3ºTP: A Ressurreição revela a força transformadora nos fracassos... (cf. A. Palaoro SJ)

... entraram na barca, mas não pescaram nada naquela noite... (Jo 21,3)

 


A vida é constituída de momentos de vitórias e de derrotas. Este é o material com o qual são construídas nossas histórias, pessoais e coletivas.

Todos já vivemos experiências de fracassos, quando tudo desmorona, quando perdemos o chão e parece que evapora tudo sobre o qual tínhamos investido o nosso amor e toda a nossa energia.

No horizonte da Ressurreição, o fracasso tem seu lugar. Ele pode ser percebido como chance para crescimento ou amadurecimento, ou pode ser integrado à luz de outras experiências positivas. Aprendemos mais pelos nossos fracassos do que pelos nossos êxitos.

__________

## [O que fazer]
Com base no texto apresentado, responda às perguntas abaixo, numerando as respostas da mesma forma.
1. Segundo a passagem citada de Jo 21,3, o que aconteceu naquela noite depois que entraram na barca?
2. De que é constituída a vida, de acordo com o texto?
3. Segundo o texto, aprendemos mais pelo quê do que pelos nossos êxitos?

## [Dados fornecidos]
__________

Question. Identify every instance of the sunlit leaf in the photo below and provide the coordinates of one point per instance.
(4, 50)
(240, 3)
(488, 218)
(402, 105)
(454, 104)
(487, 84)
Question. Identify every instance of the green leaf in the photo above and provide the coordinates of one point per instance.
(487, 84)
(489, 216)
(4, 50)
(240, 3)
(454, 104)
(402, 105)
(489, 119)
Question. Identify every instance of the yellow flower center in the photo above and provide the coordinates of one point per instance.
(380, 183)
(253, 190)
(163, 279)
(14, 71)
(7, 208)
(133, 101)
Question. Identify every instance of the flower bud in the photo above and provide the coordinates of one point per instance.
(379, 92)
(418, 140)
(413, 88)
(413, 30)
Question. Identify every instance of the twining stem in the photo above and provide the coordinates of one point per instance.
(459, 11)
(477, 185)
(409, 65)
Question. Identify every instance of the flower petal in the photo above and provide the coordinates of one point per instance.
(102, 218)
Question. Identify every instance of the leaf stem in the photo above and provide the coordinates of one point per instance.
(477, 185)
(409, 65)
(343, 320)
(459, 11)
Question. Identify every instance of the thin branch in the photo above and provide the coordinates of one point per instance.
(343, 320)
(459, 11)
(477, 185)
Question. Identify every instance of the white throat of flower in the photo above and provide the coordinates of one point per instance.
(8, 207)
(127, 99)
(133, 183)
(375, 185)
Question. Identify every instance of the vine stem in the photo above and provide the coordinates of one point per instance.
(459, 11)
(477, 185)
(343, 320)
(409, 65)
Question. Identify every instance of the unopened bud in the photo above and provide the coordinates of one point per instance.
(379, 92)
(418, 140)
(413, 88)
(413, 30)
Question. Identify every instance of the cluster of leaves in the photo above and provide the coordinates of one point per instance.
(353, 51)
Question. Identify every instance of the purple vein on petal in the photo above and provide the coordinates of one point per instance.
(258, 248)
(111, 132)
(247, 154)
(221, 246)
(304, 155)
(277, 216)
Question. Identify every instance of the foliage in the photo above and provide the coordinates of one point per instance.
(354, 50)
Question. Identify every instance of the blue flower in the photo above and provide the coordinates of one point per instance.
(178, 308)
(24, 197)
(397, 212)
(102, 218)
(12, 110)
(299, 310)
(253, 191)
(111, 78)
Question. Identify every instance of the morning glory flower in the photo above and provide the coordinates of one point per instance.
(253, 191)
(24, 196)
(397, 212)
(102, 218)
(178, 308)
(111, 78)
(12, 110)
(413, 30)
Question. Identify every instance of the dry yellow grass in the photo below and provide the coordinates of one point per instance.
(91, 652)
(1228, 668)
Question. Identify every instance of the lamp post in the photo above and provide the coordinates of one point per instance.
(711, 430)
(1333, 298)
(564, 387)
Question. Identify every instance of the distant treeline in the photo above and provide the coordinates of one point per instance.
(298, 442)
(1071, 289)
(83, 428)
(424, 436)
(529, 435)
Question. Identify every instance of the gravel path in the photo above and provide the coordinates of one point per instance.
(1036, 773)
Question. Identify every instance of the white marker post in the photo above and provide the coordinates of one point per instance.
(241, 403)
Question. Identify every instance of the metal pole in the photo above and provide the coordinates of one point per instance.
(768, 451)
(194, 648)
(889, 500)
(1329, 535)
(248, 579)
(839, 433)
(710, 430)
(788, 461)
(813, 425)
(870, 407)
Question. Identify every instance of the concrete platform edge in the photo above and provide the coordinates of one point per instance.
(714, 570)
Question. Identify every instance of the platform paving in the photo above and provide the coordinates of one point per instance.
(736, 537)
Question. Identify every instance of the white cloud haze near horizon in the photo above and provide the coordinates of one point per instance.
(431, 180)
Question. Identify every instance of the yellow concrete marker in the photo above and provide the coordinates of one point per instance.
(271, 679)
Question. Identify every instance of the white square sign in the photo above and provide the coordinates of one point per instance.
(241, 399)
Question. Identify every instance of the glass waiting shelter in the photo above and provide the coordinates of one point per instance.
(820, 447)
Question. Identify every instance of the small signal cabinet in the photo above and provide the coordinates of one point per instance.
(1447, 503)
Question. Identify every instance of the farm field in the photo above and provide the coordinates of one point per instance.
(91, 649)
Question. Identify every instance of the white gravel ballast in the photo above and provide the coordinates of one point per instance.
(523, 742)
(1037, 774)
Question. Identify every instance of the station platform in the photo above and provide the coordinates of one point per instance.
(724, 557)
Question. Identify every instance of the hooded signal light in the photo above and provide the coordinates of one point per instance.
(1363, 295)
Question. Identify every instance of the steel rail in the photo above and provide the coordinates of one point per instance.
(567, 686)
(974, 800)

__________

## [Resultado da tarefa]
1. Não pescaram nada.
2. De momentos de vitórias e de derrotas.
3. Pelos nossos fracassos.